● YOUR TASK
Edit the rows below so that each "component" becomes "module" and nothing else changes. Leave the pictures out of your version.

● SUPPLIED DATA

● ● ● ● ● ● ●

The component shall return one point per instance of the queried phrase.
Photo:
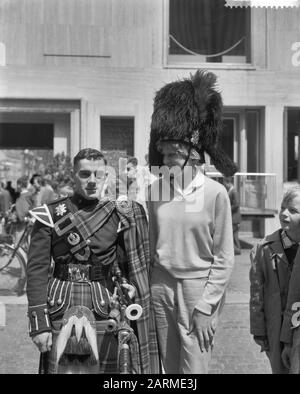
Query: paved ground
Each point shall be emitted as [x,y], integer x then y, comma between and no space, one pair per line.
[235,352]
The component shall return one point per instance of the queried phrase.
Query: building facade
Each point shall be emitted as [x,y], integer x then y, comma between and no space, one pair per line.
[83,73]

● ● ● ● ● ● ●

● TASK OUTPUT
The module shall return one point per instance of the queried phrase.
Photo:
Query: paved ground
Each point shall be emitted as [x,y], integer x then y, comma between and no space, one pair per line.
[235,352]
The module shall return one point per instance of the queried phrase.
Query: building facade
Each point shall be emitted as [x,y], integer x then y, comma between and no space, one pair per line.
[83,73]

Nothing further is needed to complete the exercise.